=== Set tasks ===
[1] Answer these from the forum reply about full text search, one answer per line, marked as the questions are:
(a) Which two things searched does the reply name as examples?
(b) If those tables lack a simple serial pkey, what does "itemid" need to be?
(c) How much text does the cron-driven script strip out of uploaded documents?
[2] Gather every line of the listing that contains the string "letters". Case counts.

[Start Given text]

Re: Identifying which column matches a full text search

От
Richard Huxton
Дата:
Ryan Wallace wrote:
> Richard Huxton wrote:
>> Failing that, where I've had many (a dozen) different sources but want 
>> to search them all I've built a textsearch_blocks table with columns to 
>> identify the source and have triggers that keep it up to date.
> 
> Once you've built the text search blocks table, how do you search it? Do you
> perform
> twelve separate queries or can you just do one?

OK, you have a table something like:

fulltext_blocks (  section  varchar(32),  itemid   int4,  words    tsvector,them  PRIMARY KEY (section, itemid)
)

Now assume two of the things I search are "news" and "faqs". I'm 
assuming they've both got a simple serial pkey - if not, "itemid" above 
needs to be text and you'll have to cast.

For each target table (news, faqs) add a trigger that updates 
fulltext_blocks appropriately. This can include weighting title and body 
of a news article.

Then, search the fulltext_blocks table, optionally filtering by section. 
If you're going to have lots of results put the ids into a (perhapd 
temporary) results-table. Then join your results back to the original 
tables with the appropriate UNION (if you need to - it might be you 
fetch results one at a time elsewhere in your app).

SELECT n.id, n.title, n.body
FROM news n JOIN results r ON n.id=r.id
WHERE r.section='news'
UNION ALL
SELECT f.id, f,question, f.answer
FROM faqs f JOIN results r ON f.id=r.id
WHERE r.section='faqs'
;

You'll probably want to set ownership/permissions on the triggers / 
fulltext_blocks table so you can't accidentally update it directly.

In mine I even had a "documents" section which relied on an external 
cron-driven script to strip the first 32k of text out of uploaded 
documents (pdf,word) in addition to user-supplied metadata (title, summary).

Note - this is basically simulating what we could do if you could index 
a view. The fulltext_blocks table is nothing more than a materialised view.

HTH

--   Richard Huxton  Archonet Ltd

[End Given text]
[Start The data]

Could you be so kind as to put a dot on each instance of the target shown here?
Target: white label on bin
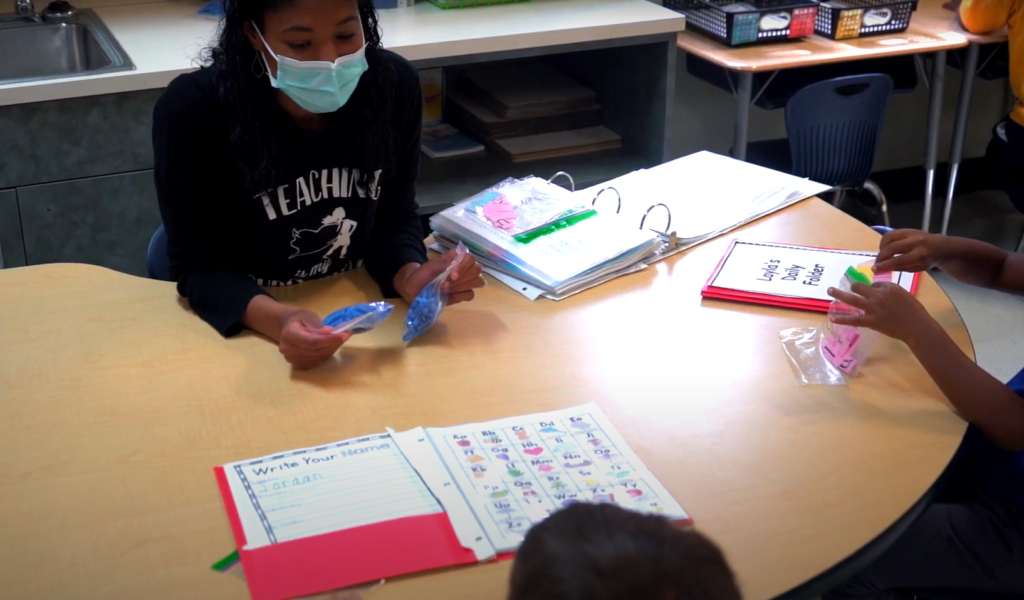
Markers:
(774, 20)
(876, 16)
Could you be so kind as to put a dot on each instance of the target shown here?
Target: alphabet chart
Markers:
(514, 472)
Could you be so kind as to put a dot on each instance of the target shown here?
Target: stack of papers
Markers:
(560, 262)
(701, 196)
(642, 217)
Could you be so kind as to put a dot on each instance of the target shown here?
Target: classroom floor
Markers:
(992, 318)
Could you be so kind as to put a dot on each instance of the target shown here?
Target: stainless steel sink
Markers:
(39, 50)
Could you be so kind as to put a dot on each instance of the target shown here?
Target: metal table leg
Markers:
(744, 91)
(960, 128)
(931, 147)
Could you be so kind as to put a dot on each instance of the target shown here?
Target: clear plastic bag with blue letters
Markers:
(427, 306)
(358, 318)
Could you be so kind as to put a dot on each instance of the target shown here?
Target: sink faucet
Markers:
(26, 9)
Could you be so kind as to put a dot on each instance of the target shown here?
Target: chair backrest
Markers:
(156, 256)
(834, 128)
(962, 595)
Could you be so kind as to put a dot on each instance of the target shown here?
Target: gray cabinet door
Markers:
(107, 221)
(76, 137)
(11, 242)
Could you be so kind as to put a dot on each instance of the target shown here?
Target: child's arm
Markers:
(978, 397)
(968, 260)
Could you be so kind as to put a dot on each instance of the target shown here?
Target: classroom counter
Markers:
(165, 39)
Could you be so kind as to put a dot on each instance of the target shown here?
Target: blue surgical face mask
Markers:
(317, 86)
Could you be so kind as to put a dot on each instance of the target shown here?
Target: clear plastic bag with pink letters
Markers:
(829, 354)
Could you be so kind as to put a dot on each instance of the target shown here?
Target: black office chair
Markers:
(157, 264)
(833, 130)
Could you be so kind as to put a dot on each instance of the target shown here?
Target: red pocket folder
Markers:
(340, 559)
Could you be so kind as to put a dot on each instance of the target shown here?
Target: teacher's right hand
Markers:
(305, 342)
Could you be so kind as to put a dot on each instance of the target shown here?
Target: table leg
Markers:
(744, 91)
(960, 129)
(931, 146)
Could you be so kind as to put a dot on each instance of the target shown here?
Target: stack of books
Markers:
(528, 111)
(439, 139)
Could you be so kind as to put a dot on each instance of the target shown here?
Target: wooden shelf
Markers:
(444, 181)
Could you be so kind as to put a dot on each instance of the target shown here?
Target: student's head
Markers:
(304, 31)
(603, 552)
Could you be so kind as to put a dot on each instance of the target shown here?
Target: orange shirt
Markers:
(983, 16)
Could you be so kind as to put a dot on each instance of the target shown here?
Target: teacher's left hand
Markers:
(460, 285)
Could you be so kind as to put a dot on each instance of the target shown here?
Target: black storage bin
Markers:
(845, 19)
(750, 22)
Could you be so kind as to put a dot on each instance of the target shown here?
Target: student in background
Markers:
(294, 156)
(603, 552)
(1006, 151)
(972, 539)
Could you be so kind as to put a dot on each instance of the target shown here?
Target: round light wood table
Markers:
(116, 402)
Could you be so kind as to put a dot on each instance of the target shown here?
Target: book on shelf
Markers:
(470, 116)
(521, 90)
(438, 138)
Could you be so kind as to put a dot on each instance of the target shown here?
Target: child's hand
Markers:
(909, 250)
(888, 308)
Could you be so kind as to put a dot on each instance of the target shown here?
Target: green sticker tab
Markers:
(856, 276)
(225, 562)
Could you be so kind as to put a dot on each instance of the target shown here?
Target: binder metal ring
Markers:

[End The data]

=== Answers provided ===
[1]
(a) "news" and "faqs"
(b) Text, and you'll have to cast
(c) The first 32k

[2]
Target: clear plastic bag with blue letters
Target: clear plastic bag with pink letters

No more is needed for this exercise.